**Extracted data:**

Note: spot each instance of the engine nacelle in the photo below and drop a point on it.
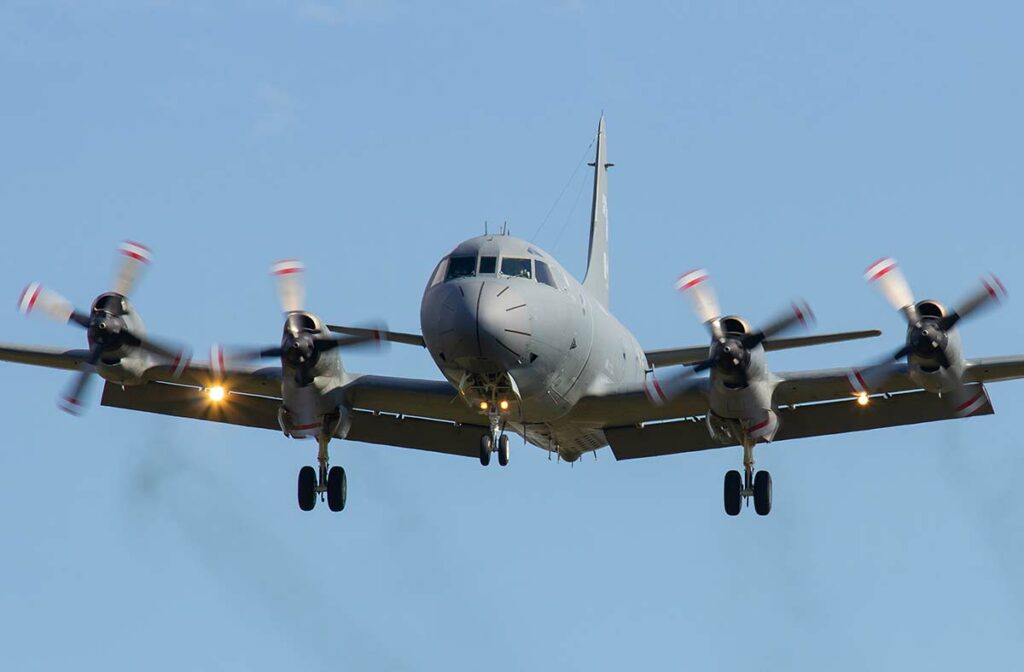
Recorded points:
(734, 326)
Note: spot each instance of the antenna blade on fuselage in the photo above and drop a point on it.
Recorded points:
(596, 281)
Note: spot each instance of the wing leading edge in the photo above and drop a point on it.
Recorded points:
(797, 422)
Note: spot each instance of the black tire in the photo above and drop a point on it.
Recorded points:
(307, 489)
(485, 445)
(503, 451)
(733, 493)
(337, 489)
(762, 493)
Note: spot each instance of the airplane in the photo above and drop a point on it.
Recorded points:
(525, 348)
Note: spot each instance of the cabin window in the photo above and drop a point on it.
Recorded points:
(461, 267)
(517, 267)
(488, 264)
(544, 274)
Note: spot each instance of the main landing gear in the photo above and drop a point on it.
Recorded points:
(497, 439)
(326, 479)
(740, 487)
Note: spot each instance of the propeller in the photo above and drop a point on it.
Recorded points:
(107, 328)
(302, 343)
(927, 335)
(730, 352)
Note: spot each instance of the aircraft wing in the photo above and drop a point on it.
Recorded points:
(798, 422)
(992, 369)
(695, 353)
(51, 358)
(419, 414)
(390, 336)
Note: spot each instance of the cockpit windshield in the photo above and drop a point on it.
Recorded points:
(516, 267)
(461, 267)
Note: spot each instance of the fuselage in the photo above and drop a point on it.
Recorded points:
(504, 322)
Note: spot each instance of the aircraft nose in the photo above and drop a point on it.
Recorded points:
(483, 327)
(504, 325)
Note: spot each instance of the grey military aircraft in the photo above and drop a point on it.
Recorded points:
(525, 348)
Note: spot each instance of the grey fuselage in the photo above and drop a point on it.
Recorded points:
(503, 321)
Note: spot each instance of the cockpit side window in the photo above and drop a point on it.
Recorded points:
(461, 267)
(517, 267)
(544, 274)
(488, 265)
(439, 273)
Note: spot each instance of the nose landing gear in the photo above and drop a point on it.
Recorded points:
(738, 487)
(497, 439)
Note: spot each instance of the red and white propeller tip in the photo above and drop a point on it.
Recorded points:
(134, 257)
(35, 298)
(994, 287)
(802, 310)
(885, 275)
(695, 285)
(291, 291)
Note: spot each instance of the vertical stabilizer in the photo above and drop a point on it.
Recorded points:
(596, 280)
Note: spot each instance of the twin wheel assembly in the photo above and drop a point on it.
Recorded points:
(487, 446)
(736, 491)
(335, 486)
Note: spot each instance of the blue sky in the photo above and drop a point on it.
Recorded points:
(783, 145)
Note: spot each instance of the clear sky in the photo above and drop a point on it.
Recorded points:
(783, 145)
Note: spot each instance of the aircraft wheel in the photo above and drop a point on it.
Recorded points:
(503, 451)
(486, 444)
(733, 492)
(307, 489)
(762, 493)
(337, 489)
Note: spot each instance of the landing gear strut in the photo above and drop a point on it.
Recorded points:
(326, 479)
(739, 488)
(496, 439)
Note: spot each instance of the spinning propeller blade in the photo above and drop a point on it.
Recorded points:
(696, 287)
(887, 277)
(134, 257)
(291, 291)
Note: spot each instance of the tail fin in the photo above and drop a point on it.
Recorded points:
(596, 280)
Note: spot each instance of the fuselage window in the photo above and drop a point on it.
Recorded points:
(461, 267)
(517, 267)
(488, 264)
(544, 274)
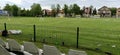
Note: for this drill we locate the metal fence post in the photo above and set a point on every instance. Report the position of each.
(77, 38)
(5, 26)
(34, 27)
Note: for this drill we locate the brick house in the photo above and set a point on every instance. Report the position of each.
(118, 12)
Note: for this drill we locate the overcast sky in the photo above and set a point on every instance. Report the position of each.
(46, 4)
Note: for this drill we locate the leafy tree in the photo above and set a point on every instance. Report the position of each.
(65, 9)
(15, 10)
(113, 11)
(94, 11)
(91, 10)
(58, 8)
(70, 10)
(53, 10)
(36, 9)
(8, 8)
(76, 9)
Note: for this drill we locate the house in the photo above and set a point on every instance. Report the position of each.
(104, 11)
(118, 12)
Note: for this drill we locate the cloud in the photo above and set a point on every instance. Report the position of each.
(15, 1)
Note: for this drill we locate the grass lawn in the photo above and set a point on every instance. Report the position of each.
(101, 34)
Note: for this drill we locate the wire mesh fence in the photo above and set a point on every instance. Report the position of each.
(106, 41)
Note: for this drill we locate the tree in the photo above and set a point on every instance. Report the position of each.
(91, 10)
(70, 10)
(53, 10)
(15, 10)
(113, 11)
(58, 8)
(36, 9)
(65, 9)
(76, 9)
(8, 8)
(23, 12)
(94, 11)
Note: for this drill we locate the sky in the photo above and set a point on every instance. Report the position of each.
(46, 4)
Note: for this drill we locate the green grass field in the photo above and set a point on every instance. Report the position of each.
(101, 33)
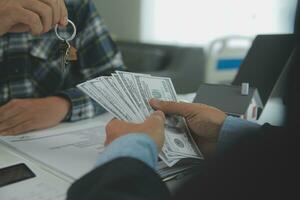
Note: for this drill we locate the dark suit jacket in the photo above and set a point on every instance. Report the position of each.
(258, 167)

**Short exercise:** Put all of the data above into a numbered list with one line per item, skipping blank lines. Leave the pictures out.

**Written solution:**
1. Note: spot each instance of the engine nacelle in the photo below and drop a point on it.
2. Recorded points:
3. (734, 326)
4. Note: spot each instance of the antenna blade on fuselage in the photo above and drop a point on it.
5. Recorded points:
6. (596, 281)
7. Note: spot each instance of the wing leading edge in the photo above and drop a point on it.
8. Recorded points:
9. (797, 422)
10. Note: spot each instance of the black tire in the photo above and drop a point on it.
11. Recorded points:
12. (307, 489)
13. (485, 445)
14. (503, 451)
15. (733, 493)
16. (337, 489)
17. (762, 493)
18. Note: spot each instance of the airplane in the photo above and drop a point on it.
19. Recorded points:
20. (525, 348)
21. Note: spot each instance of the cabin window in the photo above and drop a point on it.
22. Recorded points:
23. (461, 267)
24. (517, 267)
25. (488, 264)
26. (544, 274)
27. Note: spot each instance of the main landing gear in the photo above and drop a point on it.
28. Recorded points:
29. (497, 439)
30. (326, 479)
31. (740, 487)
32. Note: spot each instance of the propeller in the photo above and drop a point on it.
33. Recorded points:
34. (107, 328)
35. (302, 343)
36. (927, 335)
37. (730, 352)
38. Note: spot each instance of the aircraft wing in the photo above and drop a point on it.
39. Recorded points:
40. (798, 422)
41. (992, 369)
42. (695, 353)
43. (51, 358)
44. (419, 414)
45. (390, 336)
46. Note: spot each instance of the cockpit windshield in the photo above and drop a point on it.
47. Recorded points:
48. (516, 267)
49. (461, 267)
50. Note: spot each instance of the fuselage in the photo above and drop a point on it.
51. Recorded points:
52. (504, 322)
53. Note: spot each instance of the aircraft nose in the photo above and drop a point on it.
54. Recorded points:
55. (483, 327)
56. (504, 325)
57. Note: spot each instance of the grey military aircraft in the photo above and drop a point on it.
58. Recorded points:
59. (525, 348)
60. Note: spot each instance of the grey fuselage in the photo above and drop a point on it.
61. Recorded points:
62. (503, 321)
63. Note: spot each instance of the cockpit side window in the photo above and drop a point on it.
64. Recorded points:
65. (461, 267)
66. (517, 267)
67. (544, 274)
68. (488, 265)
69. (439, 273)
70. Note: spot each instance of the nose landing gear in the photo above and drop a point on it.
71. Recorded points:
72. (738, 487)
73. (497, 439)
74. Note: spot each instance of the red and white propeller tip in the photo above and drop a point on it.
75. Recorded points:
76. (134, 257)
77. (35, 298)
78. (994, 287)
79. (802, 310)
80. (885, 275)
81. (695, 285)
82. (291, 291)
83. Note: spot each instance of the vertical stabilizer in the photo above and drop a point on it.
84. Recorded points:
85. (596, 280)
86. Note: spot each instance of the twin wheel assembly in the photo above and drop a point on it.
87. Recorded points:
88. (487, 446)
89. (736, 491)
90. (335, 486)
91. Note: spot each instance of the blue sky in the photo above and drop a point on it.
92. Recorded points:
93. (783, 145)
94. Note: spot each instance of the clear sky in the photo above and drop a point on it.
95. Recorded points:
96. (783, 145)
97. Note: spot each instance of the aircraft wheel in the photo above and drop a point on it.
98. Recorded points:
99. (503, 451)
100. (486, 444)
101. (733, 492)
102. (307, 489)
103. (762, 493)
104. (337, 489)
105. Note: spot each instance of the landing gear strut in the photo above and drop a point on it.
106. Recorded points:
107. (326, 479)
108. (739, 488)
109. (496, 439)
110. Note: spot each instance of the spinning propeller blade in the photo above and drop a point on it.
111. Recorded points:
112. (696, 287)
113. (887, 277)
114. (134, 257)
115. (291, 291)
116. Note: spot each instance of the tail fin in the photo above and drop a point on it.
117. Recorded points:
118. (596, 280)
119. Note: spot each instance of the fuselage window in the photo above and drop a point on it.
120. Recorded points:
121. (461, 267)
122. (517, 267)
123. (488, 264)
124. (544, 274)
125. Note: for this drill we locate the metal fence post in the photo above and set a point on every instance. Report the position of each.
126. (77, 38)
127. (5, 26)
128. (34, 27)
129. Note: for this drill we locate the brick house in the photo above and set a point on every instance. Report the position of each.
130. (118, 12)
131. Note: for this drill we locate the overcast sky in the photo above and set a point on every instance. Report the position of each.
132. (46, 4)
133. Note: for this drill we locate the leafy tree in the photo above and set a point on every instance. Report the position of each.
134. (65, 9)
135. (15, 10)
136. (113, 11)
137. (94, 11)
138. (91, 10)
139. (58, 8)
140. (70, 10)
141. (53, 10)
142. (36, 9)
143. (8, 8)
144. (76, 9)
145. Note: for this drill we locate the house in the photo above and set a point on every instance. Report the position of each.
146. (104, 11)
147. (118, 12)
148. Note: for this drill we locate the cloud in the photo above and set a point on every instance. Report the position of each.
149. (15, 1)
150. Note: for this drill we locate the grass lawn in the photo above and set a point on every instance. Report the position of each.
151. (101, 34)
152. Note: for this drill we locate the wire mesh fence in the photo above and set a point on every instance. Report the position of each.
153. (106, 41)
154. Note: for this drill we locate the tree in the photo above and set a point on every instance. Report the position of each.
155. (91, 10)
156. (70, 10)
157. (53, 10)
158. (15, 10)
159. (113, 11)
160. (58, 8)
161. (36, 9)
162. (65, 9)
163. (76, 9)
164. (8, 8)
165. (23, 12)
166. (94, 11)
167. Note: for this drill we locate the sky in the photo above and set a point on every instance. Report the position of each.
168. (46, 4)
169. Note: for this drill we locate the green grass field in the photo above and set a point on every instance. Report the position of each.
170. (101, 33)
171. Note: for this drill we locate the dark suit jacket in the photo above and set a point on every instance. Report the position of each.
172. (258, 167)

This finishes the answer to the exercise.